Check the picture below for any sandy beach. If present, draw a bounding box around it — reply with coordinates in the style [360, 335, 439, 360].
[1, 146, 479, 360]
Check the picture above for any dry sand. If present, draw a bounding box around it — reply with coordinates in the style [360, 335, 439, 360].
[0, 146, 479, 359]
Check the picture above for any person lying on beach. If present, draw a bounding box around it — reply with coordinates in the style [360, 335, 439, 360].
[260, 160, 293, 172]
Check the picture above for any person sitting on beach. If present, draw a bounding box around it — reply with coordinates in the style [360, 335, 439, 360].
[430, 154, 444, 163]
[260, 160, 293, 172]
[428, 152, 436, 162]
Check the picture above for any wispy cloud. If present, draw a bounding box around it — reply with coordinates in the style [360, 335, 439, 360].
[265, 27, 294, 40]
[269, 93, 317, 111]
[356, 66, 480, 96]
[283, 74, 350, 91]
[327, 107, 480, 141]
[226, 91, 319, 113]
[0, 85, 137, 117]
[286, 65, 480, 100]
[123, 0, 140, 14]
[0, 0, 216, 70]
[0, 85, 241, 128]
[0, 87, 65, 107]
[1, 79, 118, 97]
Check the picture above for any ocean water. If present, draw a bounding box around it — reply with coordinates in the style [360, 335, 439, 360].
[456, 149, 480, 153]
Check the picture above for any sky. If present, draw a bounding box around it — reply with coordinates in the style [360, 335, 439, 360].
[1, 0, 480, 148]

Task requirements:
Return precisely the lines of the records, starting with the line that holds "Check the picture above for any sky." and ending with the last one.

Answer to this exercise:
Check the picture above for any sky. If present, draw a bounding box around it — reply with coordinates in the style [360, 335, 439, 360].
[1, 0, 480, 148]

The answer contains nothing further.